• [TEXTE FOURNI]:

Église St-Joseph de Genève: une «oasis spirituelle» de 150 ans
La paroisse Saint-Joseph, dans le quartier des Eaux-Vives, au cœur de Genève, fête le 10 novembre 2019 les 150 ans de l’inauguration et de la bénédiction de son église. Un lieu qui s’est transformé au gré de l’évolution du quartier, et qui a toujours constitué un «point de repère» de calme et de spiritualité, dans l’agitation de la grande ville.
Le 3 octobre 1869, jour de la solennité du Rosaire, l’église Saint-Joseph était inaugurée, au centre du quartier des Eaux-Vives. 150 ans plus tard, les fidèles célébreront l’anniversaire lors d’une messe solennelle, le 10 novembre, présidée par Mgr Alain de Raemy, évêque auxiliaire de Lausanne, Genève et Fribourg (LGF).
Un jubilé important pour un lieu de culte dont l’existence n’a pas toujours été évidente. «Eriger une église catholique si près du centre historique de Genève n’allait pas de soi dans une Genève fortement marquée de calvinisme», explique Marc-Louis Passera, actuel curé de Saint-Joseph. Cette demande était pourtant logique dans une ville qui abritait, déjà dans les années 1860, davantage de catholiques que de protestants, avec une forte présence de ces premiers dans le quartier des Eaux-Vives.
Finalement, après maintes démarches, un terrain sera accordé pour la construction du troisième lieu de culte catholique dans la cité du bout du Lac. Des travaux démarrent donc en 1866 sur la parcelle cédée. Ils se termineront trois ans plus tard.

• [EXERCICE 1]:
Pouvez-vous recopier les lignes de données, en partant de la ligne qui contient « the fence, one » et en allant jusqu'à la dernière ligne de données incluse, en remplaçant « fence » par « railing » sans rien changer d'autre ?
Le texte fourni et les lignes de données sont deux matériaux sans rapport entre eux.

Lignes de données:
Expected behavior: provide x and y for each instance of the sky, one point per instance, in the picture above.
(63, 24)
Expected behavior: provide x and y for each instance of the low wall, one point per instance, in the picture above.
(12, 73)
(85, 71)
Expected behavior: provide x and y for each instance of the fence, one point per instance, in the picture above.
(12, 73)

• [EXERCICE 2]:
Quelles années écrites en chiffres le texte sur l'église Saint-Joseph mentionne-t-il ?

• [CORRIGÉ 1]:
Expected behavior: provide x and y for each instance of the railing, one point per instance, in the picture above.
(12, 73)

• [CORRIGÉ 2]:
2019, 1869, 1860, 1866